- **PROVIDED DATA**:
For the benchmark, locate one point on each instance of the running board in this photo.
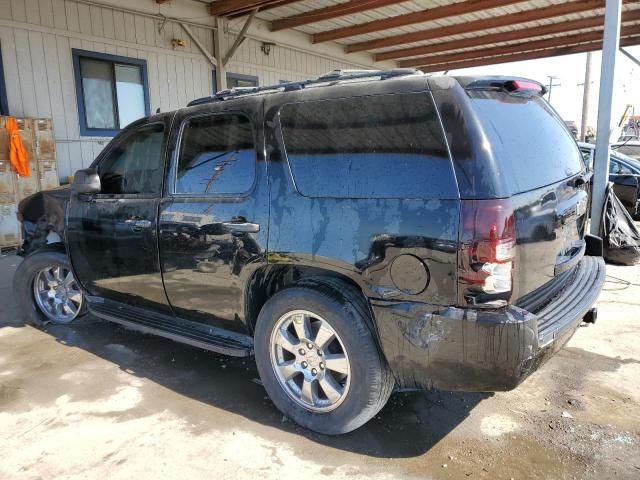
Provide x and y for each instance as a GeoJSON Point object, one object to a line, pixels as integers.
{"type": "Point", "coordinates": [183, 331]}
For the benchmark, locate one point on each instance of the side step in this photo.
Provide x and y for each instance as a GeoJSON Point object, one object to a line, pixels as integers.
{"type": "Point", "coordinates": [182, 331]}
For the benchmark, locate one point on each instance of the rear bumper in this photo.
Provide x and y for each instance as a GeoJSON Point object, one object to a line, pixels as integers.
{"type": "Point", "coordinates": [451, 348]}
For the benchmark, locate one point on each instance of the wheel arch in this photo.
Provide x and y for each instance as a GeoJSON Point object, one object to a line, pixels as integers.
{"type": "Point", "coordinates": [271, 279]}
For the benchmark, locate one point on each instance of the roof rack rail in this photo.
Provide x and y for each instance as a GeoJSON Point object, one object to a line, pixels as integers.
{"type": "Point", "coordinates": [329, 77]}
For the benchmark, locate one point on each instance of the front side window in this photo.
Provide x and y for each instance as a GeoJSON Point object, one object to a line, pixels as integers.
{"type": "Point", "coordinates": [217, 156]}
{"type": "Point", "coordinates": [135, 164]}
{"type": "Point", "coordinates": [111, 92]}
{"type": "Point", "coordinates": [614, 167]}
{"type": "Point", "coordinates": [383, 146]}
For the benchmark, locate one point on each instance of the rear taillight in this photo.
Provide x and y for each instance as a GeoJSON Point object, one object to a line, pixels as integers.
{"type": "Point", "coordinates": [486, 252]}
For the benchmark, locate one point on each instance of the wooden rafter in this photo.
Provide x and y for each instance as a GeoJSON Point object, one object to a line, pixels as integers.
{"type": "Point", "coordinates": [514, 35]}
{"type": "Point", "coordinates": [225, 8]}
{"type": "Point", "coordinates": [531, 55]}
{"type": "Point", "coordinates": [479, 25]}
{"type": "Point", "coordinates": [515, 48]}
{"type": "Point", "coordinates": [427, 15]}
{"type": "Point", "coordinates": [327, 13]}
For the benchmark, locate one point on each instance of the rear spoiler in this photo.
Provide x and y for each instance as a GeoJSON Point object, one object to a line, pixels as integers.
{"type": "Point", "coordinates": [511, 85]}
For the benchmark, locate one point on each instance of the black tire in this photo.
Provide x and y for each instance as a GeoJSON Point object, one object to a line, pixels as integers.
{"type": "Point", "coordinates": [23, 284]}
{"type": "Point", "coordinates": [345, 309]}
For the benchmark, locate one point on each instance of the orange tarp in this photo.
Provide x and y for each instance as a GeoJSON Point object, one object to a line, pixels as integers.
{"type": "Point", "coordinates": [18, 155]}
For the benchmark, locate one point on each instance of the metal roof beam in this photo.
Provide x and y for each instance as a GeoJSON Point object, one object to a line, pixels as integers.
{"type": "Point", "coordinates": [556, 10]}
{"type": "Point", "coordinates": [534, 55]}
{"type": "Point", "coordinates": [495, 38]}
{"type": "Point", "coordinates": [327, 13]}
{"type": "Point", "coordinates": [427, 15]}
{"type": "Point", "coordinates": [515, 48]}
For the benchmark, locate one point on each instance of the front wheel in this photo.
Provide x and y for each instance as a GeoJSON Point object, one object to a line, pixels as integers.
{"type": "Point", "coordinates": [318, 359]}
{"type": "Point", "coordinates": [47, 290]}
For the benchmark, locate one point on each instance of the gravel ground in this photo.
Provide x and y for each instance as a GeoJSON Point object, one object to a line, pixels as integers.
{"type": "Point", "coordinates": [93, 400]}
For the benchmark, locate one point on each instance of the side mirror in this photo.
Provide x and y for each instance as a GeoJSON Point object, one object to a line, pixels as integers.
{"type": "Point", "coordinates": [86, 181]}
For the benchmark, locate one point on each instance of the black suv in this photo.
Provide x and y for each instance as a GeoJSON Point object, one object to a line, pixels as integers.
{"type": "Point", "coordinates": [357, 233]}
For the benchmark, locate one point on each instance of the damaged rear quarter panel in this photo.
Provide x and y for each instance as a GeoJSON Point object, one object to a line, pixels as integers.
{"type": "Point", "coordinates": [450, 348]}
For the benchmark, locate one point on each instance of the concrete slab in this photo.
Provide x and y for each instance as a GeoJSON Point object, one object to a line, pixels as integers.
{"type": "Point", "coordinates": [93, 400]}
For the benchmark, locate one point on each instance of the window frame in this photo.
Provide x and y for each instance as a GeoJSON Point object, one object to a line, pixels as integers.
{"type": "Point", "coordinates": [178, 149]}
{"type": "Point", "coordinates": [126, 134]}
{"type": "Point", "coordinates": [4, 102]}
{"type": "Point", "coordinates": [78, 54]}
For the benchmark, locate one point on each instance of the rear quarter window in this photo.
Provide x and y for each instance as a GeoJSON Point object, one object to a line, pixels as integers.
{"type": "Point", "coordinates": [530, 142]}
{"type": "Point", "coordinates": [382, 146]}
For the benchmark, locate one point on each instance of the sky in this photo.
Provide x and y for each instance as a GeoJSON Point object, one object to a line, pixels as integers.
{"type": "Point", "coordinates": [567, 97]}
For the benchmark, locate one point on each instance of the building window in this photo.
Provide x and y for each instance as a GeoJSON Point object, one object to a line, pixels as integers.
{"type": "Point", "coordinates": [235, 80]}
{"type": "Point", "coordinates": [112, 92]}
{"type": "Point", "coordinates": [4, 105]}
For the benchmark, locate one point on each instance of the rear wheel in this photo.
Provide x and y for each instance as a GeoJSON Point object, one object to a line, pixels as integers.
{"type": "Point", "coordinates": [47, 290]}
{"type": "Point", "coordinates": [318, 359]}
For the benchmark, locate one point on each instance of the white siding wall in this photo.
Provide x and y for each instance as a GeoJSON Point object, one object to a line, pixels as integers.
{"type": "Point", "coordinates": [37, 36]}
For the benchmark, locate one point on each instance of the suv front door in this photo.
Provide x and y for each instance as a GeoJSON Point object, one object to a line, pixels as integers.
{"type": "Point", "coordinates": [112, 236]}
{"type": "Point", "coordinates": [215, 213]}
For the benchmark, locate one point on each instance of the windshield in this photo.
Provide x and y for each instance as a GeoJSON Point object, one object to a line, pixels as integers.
{"type": "Point", "coordinates": [531, 143]}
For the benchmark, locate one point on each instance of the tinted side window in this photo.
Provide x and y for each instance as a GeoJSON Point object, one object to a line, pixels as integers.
{"type": "Point", "coordinates": [614, 167]}
{"type": "Point", "coordinates": [531, 143]}
{"type": "Point", "coordinates": [384, 146]}
{"type": "Point", "coordinates": [135, 164]}
{"type": "Point", "coordinates": [217, 156]}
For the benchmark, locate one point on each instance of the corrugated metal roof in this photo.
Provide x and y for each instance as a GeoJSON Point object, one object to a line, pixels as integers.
{"type": "Point", "coordinates": [384, 37]}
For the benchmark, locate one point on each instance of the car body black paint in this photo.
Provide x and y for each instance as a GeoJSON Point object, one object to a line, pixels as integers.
{"type": "Point", "coordinates": [207, 272]}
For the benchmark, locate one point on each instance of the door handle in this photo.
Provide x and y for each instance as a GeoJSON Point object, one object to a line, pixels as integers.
{"type": "Point", "coordinates": [242, 227]}
{"type": "Point", "coordinates": [137, 225]}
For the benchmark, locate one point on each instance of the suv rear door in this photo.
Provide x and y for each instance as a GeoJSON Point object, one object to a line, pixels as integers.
{"type": "Point", "coordinates": [112, 236]}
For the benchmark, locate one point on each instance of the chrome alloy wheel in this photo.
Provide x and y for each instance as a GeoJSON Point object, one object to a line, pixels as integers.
{"type": "Point", "coordinates": [57, 294]}
{"type": "Point", "coordinates": [310, 361]}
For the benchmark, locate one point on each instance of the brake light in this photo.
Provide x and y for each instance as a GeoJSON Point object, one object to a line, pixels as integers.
{"type": "Point", "coordinates": [486, 252]}
{"type": "Point", "coordinates": [523, 86]}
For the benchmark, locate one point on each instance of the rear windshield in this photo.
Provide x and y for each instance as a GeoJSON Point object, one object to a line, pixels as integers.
{"type": "Point", "coordinates": [530, 142]}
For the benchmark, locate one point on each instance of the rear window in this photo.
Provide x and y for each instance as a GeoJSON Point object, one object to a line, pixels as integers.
{"type": "Point", "coordinates": [383, 146]}
{"type": "Point", "coordinates": [531, 143]}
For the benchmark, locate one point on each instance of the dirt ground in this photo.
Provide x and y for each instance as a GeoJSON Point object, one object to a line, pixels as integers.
{"type": "Point", "coordinates": [94, 400]}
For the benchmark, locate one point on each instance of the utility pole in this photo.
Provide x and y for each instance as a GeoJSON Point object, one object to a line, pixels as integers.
{"type": "Point", "coordinates": [610, 46]}
{"type": "Point", "coordinates": [551, 85]}
{"type": "Point", "coordinates": [586, 93]}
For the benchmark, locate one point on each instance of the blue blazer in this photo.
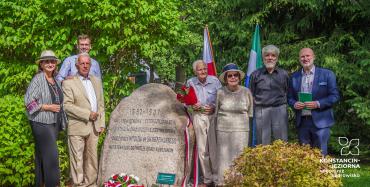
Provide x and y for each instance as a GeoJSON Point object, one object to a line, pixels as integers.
{"type": "Point", "coordinates": [324, 90]}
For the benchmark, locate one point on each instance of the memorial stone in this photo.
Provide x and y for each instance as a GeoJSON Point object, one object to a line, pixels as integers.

- **PROBLEM TO WORK ON**:
Retype the rows word for word, starting with the line that contains "alloy wheel in this photo." and continuing through the end of the rows, including both ends. Leave out the pictures.

- **ANSWER**:
For the benchmark, locate one point on each instance of the chrome alloy wheel in this photo.
Provide x and y for each instance as a GeoJSON Point object, one object to a line, pixels as integers.
{"type": "Point", "coordinates": [57, 294]}
{"type": "Point", "coordinates": [310, 361]}
For the benchmark, locate one point on each instance of the brake light in this photo.
Provide x and y for each instance as a GeoJSON Point object, one object to a line, pixels as integers.
{"type": "Point", "coordinates": [486, 252]}
{"type": "Point", "coordinates": [523, 86]}
For the benchmark, locate one point on each instance of the rear windshield in this photo.
Provide x and y for each instance as a GeoJSON Point object, one object to a line, pixels as integers.
{"type": "Point", "coordinates": [530, 142]}
For the benchmark, locate one point on each instance of the rear window in this photo.
Provide x and y for each instance as a GeoJSON Point object, one object to a line, pixels as integers.
{"type": "Point", "coordinates": [383, 146]}
{"type": "Point", "coordinates": [531, 143]}
For the benchmark, locate one point on each instance of the dirt ground in this photo.
Provide x and y for each instance as a GeoJSON Point object, one object to a line, pixels as integers.
{"type": "Point", "coordinates": [94, 400]}
For the benchmark, locate one point on each instance of the utility pole in this photo.
Provide x and y for each instance as a GeoJSON Point object, one object to a line, pixels as integers.
{"type": "Point", "coordinates": [610, 46]}
{"type": "Point", "coordinates": [551, 85]}
{"type": "Point", "coordinates": [586, 93]}
For the benchmark, locate one point on each instance of the blue blazer in this photo.
Provide x and y for each instance as a GeoJSON Point object, one object to a line, pixels as integers.
{"type": "Point", "coordinates": [324, 90]}
For the benchmark, locate one point on each instance of the memorial stone in this photo.
Provide x and y for each instance as a GeoJSON Point object, one object to a line, pixels as integers.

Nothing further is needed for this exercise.